• _ASSIGNMENT_
Each record must be printed again exactly as given.

[Data items]
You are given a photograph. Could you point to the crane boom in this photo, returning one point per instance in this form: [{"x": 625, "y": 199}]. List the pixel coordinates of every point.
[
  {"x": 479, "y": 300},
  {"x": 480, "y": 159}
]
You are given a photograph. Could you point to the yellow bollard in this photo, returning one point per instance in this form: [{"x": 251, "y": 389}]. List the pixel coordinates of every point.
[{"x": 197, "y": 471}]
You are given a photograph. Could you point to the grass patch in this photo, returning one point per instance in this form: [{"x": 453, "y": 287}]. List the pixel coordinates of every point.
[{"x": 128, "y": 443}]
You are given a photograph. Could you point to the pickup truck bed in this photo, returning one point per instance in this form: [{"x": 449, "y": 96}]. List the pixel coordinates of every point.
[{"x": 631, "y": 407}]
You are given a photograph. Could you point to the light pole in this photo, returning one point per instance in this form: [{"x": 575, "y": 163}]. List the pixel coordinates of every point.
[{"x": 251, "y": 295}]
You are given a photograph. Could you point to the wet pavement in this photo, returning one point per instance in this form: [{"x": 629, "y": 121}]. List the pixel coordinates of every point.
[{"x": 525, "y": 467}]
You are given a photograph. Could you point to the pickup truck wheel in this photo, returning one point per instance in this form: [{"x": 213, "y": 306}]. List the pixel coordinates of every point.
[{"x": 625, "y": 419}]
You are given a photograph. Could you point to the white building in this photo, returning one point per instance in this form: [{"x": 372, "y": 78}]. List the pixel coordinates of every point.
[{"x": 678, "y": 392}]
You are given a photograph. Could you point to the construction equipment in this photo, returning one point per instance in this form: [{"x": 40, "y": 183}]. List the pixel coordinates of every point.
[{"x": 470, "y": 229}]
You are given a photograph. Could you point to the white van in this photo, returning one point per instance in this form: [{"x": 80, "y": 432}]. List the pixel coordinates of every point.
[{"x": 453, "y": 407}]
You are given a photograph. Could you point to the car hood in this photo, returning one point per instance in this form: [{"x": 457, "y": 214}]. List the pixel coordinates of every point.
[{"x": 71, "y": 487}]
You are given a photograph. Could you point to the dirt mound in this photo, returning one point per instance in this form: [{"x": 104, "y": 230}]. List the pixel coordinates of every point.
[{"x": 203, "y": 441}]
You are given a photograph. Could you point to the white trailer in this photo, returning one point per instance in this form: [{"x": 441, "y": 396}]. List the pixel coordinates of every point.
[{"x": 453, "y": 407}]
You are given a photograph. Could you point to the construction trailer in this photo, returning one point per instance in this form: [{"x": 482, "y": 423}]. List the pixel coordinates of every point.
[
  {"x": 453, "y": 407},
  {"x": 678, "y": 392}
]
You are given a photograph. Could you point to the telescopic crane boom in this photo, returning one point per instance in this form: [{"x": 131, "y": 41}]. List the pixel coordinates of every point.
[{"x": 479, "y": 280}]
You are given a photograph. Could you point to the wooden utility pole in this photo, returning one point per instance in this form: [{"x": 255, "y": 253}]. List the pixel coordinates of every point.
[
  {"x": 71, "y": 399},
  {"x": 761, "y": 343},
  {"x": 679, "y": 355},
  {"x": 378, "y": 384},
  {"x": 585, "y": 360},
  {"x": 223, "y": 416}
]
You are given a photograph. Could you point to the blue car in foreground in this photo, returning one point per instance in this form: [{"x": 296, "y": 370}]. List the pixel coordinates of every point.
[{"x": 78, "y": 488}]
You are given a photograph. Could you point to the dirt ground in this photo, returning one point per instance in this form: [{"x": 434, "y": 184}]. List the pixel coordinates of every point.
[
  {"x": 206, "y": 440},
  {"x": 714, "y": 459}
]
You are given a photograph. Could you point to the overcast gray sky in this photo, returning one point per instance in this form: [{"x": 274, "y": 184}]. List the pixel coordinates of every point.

• _OUTPUT BELOW_
You are given a photograph. Could you point to the crane boom in this photo, returning one point per instance in this form: [{"x": 625, "y": 199}]. List the pixel coordinates of every point.
[
  {"x": 479, "y": 300},
  {"x": 480, "y": 159}
]
You are given a photograph. Could you point to the yellow bollard in this photo, returning one point per instance in this form: [{"x": 251, "y": 389}]. List the pixel coordinates of every point.
[{"x": 197, "y": 471}]
You are given a photograph. Could you point to the grass patch in this photo, returning one point per instance in this form: [{"x": 453, "y": 287}]. List the pixel coordinates of every point.
[{"x": 128, "y": 443}]
You are given a photograph. Could you point to the pickup truck bed in this photo, returning one point per instance in this form: [{"x": 449, "y": 96}]. List the pixel coordinates of every point.
[{"x": 631, "y": 407}]
You are given a photograph. Could you point to the light pole in this photo, returning one point per instance in this form: [{"x": 575, "y": 163}]. List the pixel coordinates of every point.
[{"x": 251, "y": 295}]
You are given a photograph. Could you point to the wet pavement in this photo, returning one point per instance in this form: [{"x": 629, "y": 121}]. List the pixel coordinates of every point.
[{"x": 525, "y": 467}]
You are given a photograph. Could you point to the pickup truck wheel in this photo, returning one point per instance in this form: [{"x": 213, "y": 306}]. List the pixel coordinates of every point.
[{"x": 625, "y": 419}]
You are given a photograph. Could you point to the white building in this photo, returning one point per instance in this form: [{"x": 372, "y": 78}]. List the pixel coordinates of every point.
[{"x": 678, "y": 392}]
You are given a photograph. Could you point to the construction equipment in this photo, returning one point per instance in this form: [{"x": 40, "y": 183}]. List the pixel coordinates of every point.
[{"x": 470, "y": 229}]
You are given a photograph. Could you point to the white van in this photo, returning one point per instance in this form: [{"x": 80, "y": 432}]. List the pixel coordinates of every point.
[{"x": 453, "y": 407}]
You are given a photograph. Could you point to the car hood in this photo, returning one point per instance in this form: [{"x": 457, "y": 214}]. List the pixel coordinates of every point.
[{"x": 71, "y": 487}]
You are given a photograph. Could you point to the dirt mound in this photo, returning one point per instance in this form: [{"x": 104, "y": 230}]. List the pixel coordinates of every point.
[{"x": 203, "y": 441}]
You are given a photograph. Could you point to the white trailer in this photo, returning one point per instance in this form: [{"x": 441, "y": 396}]. List the pixel coordinates of every point.
[{"x": 453, "y": 407}]
You are given a photograph. Could you point to the construction trailer in this photo, returning one point per instance in this form: [{"x": 482, "y": 423}]. List the pixel coordinates of every point.
[
  {"x": 453, "y": 407},
  {"x": 678, "y": 392}
]
You are given a photograph. Could you point to the telescopic crane boom in this photo, returning one point per instance in this form: [{"x": 131, "y": 41}]. List the pixel coordinates of every point.
[{"x": 479, "y": 280}]
You are given a photograph. Could you point to the wooden utility pole in this photo, returning one point per instance in this form: [{"x": 255, "y": 253}]. List the pixel coordinates of every point.
[
  {"x": 71, "y": 399},
  {"x": 761, "y": 343},
  {"x": 679, "y": 355},
  {"x": 378, "y": 384},
  {"x": 585, "y": 360},
  {"x": 223, "y": 416}
]
You are given a photograph. Could you point to the blue car in foreground in this photo, returning one point per instance in this form: [{"x": 296, "y": 370}]. List the pixel coordinates of every point.
[{"x": 78, "y": 488}]
You are given a photograph. Could you point to the dirt ground in this photo, returning one point per instance in this form: [{"x": 434, "y": 184}]. List the pixel coordinates of every point.
[
  {"x": 206, "y": 440},
  {"x": 714, "y": 459}
]
You are given a photograph. Could you point to the overcast gray sky in this photo, returning one point per instance in this form: [{"x": 274, "y": 184}]. List the pixel coordinates of every point.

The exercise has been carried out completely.